:: Excerpt from a dataset ::
● ● ● ●

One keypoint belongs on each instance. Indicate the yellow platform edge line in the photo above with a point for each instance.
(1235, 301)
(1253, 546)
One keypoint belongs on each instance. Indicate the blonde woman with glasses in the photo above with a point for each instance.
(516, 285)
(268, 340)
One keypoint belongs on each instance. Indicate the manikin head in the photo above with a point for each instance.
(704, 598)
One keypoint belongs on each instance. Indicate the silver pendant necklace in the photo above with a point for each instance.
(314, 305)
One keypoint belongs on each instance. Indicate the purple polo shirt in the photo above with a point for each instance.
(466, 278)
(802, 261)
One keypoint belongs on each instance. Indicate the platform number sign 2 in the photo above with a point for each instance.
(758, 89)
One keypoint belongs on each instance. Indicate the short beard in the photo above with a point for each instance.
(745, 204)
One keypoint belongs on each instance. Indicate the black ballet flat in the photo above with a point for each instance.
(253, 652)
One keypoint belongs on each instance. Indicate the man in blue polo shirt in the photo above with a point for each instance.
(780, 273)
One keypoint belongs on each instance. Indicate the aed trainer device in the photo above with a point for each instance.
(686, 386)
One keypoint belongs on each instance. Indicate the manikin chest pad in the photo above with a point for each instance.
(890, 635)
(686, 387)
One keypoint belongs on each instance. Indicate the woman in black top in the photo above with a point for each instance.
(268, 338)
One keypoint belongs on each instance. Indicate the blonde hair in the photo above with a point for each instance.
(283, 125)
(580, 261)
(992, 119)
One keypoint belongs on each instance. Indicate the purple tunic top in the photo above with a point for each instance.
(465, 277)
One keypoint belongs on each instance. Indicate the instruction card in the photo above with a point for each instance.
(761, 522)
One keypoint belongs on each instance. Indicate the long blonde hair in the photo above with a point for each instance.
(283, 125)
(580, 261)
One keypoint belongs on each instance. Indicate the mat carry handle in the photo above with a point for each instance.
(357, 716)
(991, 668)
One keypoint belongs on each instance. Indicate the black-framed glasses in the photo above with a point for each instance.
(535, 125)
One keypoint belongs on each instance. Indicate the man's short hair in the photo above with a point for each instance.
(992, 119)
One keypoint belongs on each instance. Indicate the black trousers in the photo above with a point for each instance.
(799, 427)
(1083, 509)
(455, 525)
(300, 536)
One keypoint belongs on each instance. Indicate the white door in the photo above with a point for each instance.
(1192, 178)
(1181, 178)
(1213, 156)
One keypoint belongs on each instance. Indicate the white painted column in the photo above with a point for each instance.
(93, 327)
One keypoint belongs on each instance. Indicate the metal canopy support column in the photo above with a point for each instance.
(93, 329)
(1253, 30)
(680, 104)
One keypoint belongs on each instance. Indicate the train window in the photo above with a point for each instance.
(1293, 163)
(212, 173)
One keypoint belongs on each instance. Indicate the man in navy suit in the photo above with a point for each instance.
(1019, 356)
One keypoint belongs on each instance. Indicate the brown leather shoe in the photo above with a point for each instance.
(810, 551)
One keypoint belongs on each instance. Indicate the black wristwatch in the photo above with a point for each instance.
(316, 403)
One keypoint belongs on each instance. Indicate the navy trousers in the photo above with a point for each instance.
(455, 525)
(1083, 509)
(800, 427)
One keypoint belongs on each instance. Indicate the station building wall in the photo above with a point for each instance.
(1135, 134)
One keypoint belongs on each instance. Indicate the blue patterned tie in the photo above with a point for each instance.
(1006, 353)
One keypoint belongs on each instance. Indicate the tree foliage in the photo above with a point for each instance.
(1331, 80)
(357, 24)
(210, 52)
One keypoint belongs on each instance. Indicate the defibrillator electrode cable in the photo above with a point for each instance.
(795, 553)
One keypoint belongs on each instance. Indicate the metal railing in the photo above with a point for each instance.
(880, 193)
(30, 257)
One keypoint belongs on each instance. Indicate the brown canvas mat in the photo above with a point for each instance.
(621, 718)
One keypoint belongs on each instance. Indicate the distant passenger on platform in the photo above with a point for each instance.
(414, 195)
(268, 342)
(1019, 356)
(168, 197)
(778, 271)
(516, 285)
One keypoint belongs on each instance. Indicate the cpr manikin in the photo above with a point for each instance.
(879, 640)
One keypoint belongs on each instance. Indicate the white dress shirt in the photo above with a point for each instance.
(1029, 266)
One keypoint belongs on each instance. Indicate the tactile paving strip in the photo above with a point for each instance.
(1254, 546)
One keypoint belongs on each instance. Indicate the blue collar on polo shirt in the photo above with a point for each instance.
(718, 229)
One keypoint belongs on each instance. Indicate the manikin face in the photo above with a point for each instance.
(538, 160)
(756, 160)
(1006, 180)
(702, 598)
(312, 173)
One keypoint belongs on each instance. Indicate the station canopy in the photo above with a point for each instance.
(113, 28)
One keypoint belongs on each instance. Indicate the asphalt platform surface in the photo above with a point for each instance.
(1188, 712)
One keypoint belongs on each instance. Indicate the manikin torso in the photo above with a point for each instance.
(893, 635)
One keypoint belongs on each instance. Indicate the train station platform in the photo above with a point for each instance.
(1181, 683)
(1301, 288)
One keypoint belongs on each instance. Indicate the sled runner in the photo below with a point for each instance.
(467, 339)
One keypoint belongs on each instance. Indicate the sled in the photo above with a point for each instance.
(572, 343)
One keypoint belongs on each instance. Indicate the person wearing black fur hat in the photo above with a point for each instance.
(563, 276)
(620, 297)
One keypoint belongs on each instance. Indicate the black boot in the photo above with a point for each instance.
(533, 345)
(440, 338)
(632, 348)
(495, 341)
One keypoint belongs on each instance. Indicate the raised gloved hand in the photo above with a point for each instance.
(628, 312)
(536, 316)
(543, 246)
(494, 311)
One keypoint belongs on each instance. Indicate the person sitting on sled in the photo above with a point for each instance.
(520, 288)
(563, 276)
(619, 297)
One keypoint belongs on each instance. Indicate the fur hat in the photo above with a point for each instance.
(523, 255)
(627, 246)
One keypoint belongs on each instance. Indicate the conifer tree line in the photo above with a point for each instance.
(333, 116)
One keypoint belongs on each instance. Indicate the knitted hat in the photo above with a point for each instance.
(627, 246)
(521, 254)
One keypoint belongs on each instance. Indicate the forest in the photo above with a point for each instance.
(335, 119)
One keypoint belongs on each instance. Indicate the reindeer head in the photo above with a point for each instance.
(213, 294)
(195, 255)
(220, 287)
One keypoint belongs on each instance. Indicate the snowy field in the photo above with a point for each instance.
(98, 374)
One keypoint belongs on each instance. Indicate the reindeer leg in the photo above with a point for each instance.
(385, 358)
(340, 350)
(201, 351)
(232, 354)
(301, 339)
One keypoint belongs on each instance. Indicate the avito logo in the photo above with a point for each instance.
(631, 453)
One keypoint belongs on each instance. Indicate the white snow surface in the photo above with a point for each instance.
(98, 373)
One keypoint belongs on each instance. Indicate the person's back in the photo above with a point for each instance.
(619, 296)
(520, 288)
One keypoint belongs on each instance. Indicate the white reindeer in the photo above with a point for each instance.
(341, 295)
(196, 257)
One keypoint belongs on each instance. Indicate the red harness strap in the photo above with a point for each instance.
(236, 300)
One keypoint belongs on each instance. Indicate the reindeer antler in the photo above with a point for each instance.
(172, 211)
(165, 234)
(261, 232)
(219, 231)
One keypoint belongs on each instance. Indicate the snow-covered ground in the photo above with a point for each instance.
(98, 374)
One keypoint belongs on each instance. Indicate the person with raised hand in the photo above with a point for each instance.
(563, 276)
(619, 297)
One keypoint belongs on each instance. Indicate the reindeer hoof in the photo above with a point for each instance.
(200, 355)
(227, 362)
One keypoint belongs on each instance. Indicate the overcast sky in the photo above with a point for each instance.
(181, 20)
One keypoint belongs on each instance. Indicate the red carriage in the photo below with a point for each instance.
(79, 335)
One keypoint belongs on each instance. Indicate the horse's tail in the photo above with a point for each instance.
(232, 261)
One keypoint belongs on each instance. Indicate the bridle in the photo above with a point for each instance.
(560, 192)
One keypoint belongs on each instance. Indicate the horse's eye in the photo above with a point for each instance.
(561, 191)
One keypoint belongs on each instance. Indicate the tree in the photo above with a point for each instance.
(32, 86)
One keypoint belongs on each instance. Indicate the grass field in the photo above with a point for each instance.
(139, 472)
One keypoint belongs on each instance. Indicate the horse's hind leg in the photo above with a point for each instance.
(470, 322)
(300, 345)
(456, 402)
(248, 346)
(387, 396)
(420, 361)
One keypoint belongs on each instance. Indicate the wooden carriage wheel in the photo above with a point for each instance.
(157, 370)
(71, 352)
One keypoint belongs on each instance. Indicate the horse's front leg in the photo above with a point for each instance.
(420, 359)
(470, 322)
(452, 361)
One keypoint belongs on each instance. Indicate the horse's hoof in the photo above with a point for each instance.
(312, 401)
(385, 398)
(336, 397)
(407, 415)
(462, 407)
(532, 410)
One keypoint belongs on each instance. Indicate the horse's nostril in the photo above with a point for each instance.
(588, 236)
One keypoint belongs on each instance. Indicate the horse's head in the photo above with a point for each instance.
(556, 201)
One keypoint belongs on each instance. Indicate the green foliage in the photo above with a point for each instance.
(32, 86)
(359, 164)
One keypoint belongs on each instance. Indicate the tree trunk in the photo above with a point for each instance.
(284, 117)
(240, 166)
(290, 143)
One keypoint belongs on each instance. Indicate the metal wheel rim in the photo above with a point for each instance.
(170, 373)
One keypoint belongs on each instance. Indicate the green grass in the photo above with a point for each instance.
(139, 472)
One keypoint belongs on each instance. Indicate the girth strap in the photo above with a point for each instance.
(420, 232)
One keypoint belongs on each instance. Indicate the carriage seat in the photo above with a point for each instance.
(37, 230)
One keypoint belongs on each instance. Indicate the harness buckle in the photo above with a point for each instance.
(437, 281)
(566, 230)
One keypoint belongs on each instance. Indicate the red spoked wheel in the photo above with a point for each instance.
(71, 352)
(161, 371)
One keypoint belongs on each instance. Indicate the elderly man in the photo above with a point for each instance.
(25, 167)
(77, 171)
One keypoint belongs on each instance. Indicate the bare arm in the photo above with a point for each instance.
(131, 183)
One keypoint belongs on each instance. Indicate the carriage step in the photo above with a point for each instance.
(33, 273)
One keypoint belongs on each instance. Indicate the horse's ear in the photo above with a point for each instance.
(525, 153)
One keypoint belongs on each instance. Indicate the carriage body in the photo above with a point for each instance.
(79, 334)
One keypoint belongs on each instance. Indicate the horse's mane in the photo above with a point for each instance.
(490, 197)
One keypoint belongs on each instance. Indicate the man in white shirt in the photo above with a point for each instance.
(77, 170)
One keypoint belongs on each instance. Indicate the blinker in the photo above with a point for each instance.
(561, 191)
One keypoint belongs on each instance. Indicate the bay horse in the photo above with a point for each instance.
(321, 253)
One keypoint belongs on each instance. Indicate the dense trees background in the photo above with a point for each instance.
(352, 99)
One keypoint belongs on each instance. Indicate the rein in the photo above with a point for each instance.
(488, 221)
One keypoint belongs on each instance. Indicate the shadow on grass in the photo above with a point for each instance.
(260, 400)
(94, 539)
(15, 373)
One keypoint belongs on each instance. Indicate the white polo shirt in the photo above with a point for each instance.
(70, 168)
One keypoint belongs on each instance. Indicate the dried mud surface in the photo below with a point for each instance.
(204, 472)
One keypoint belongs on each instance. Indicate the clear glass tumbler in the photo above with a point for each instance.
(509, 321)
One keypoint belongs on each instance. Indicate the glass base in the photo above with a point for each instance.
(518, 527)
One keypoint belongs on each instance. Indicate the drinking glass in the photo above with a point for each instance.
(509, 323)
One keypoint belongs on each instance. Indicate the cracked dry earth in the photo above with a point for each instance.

● ● ● ●

:: What you are asked to do ::
Replace "keypoint" with "marker" in the rows from the line with "One keypoint belongs on each instance. Indicate the white door" up to and including the line with "(1006, 353)", leaving everything else unchanged. Give back only those rows.

:: Result of the task ::
One marker belongs on each instance. Indicate the white door in the photo above with a point for each instance.
(1192, 178)
(1181, 178)
(1213, 156)
One marker belongs on each instance. Indicate the white painted column in the photo above with a point for each instance.
(93, 327)
One marker belongs on each instance. Indicate the metal canopy support column in the photo above with a point for each instance.
(93, 329)
(1253, 30)
(680, 104)
One marker belongs on each instance. Indicate the train window in the photo above with a point for each instance.
(1293, 163)
(212, 173)
One marker belongs on each instance. Indicate the man in navy suit in the photo above with a point for each instance.
(1019, 356)
One marker belongs on each instance. Indicate the brown leather shoe in the photo above with a point for each instance.
(810, 551)
One marker belongs on each instance. Indicate the black wristwatch in the photo above with a point for each instance.
(316, 403)
One marker belongs on each instance. Indicate the navy trousers in the photo above with a point for each instance.
(455, 525)
(1083, 509)
(800, 427)
One marker belongs on each instance. Indicate the station building wall in the photo above with a point for each instance.
(1135, 134)
One marker belongs on each instance. Indicate the blue patterned tie in the photo above with a point for each instance.
(1006, 353)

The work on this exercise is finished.